● **SUPPLIED PASSAGE**:
━━━━━━
And way out in Seattle
Young Kurt Cobain
Snuck out to the greenhouse
Put a bullet in his brain
Snakes in the grass beneath our feet
Rain in the clouds above
Some moments last forever
But some flare out with love, love, love
– The Mountain Goats, ‘Love Love Love’
April 5th, 2014 marked the twenty year anniversary of the suicide of Nirvana frontman Kurt Cobain. Anniversaries naturally invoke remembrance; for the (in)famous and the dead, this remembrance occurs on a global scale.
News.com.au marked the anniversary by “debunking the Nirvana myths,” while The Independent collated part of a photographic exhibition dedicated to the king of grunge. James Lachno’s piece in The Telegraph emphasised Nirvana’s role as “the ultimate soundtrack to teen rebellion,” and local media outlets around the world dedicated their remembrances to recounting the (often only) time Nirvana were in their individual geographical boundaries.
━━━━━━
● **INFORMATION PROVIDED**:
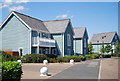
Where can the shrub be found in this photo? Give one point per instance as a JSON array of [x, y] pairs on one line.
[[11, 70], [15, 58], [106, 55], [68, 58], [34, 58], [51, 60], [6, 57], [92, 56], [51, 55]]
━━━━━━
● **WORK INSTRUCTIONS**:
[a] Answer these questions from the Cobain anniversary piece, one per line:
(i) Which band is credited with the opening lyrics?
(ii) On what date did the twenty-year anniversary fall?
(iii) In which publication did James Lachno's piece appear?
[b] Please transcribe the Cobain anniversary piece, starting at "And way out" and ending at "a global scale.".
[c] Translate this sentence from the Cobain anniversary piece into Spanish: "Anniversaries naturally invoke remembrance; for the (in)famous and the dead, this remembrance occurs on a global scale."
The listing is separate material, unrelated to the Cobain anniversary piece.

● **ANSWERS BY TASK**:
[a]
(i) The Mountain Goats
(ii) April 5th, 2014
(iii) The Telegraph

[b]
And way out in Seattle
Young Kurt Cobain
Snuck out to the greenhouse
Put a bullet in his brain
Snakes in the grass beneath our feet
Rain in the clouds above
Some moments last forever
But some flare out with love, love, love
– The Mountain Goats, ‘Love Love Love’
April 5th, 2014 marked the twenty year anniversary of the suicide of Nirvana frontman Kurt Cobain. Anniversaries naturally invoke remembrance; for the (in)famous and the dead, this remembrance occurs on a global scale.

[c] Los aniversarios invocan naturalmente el recuerdo; para los (in)famosos y los muertos, este recuerdo se produce a escala mundial.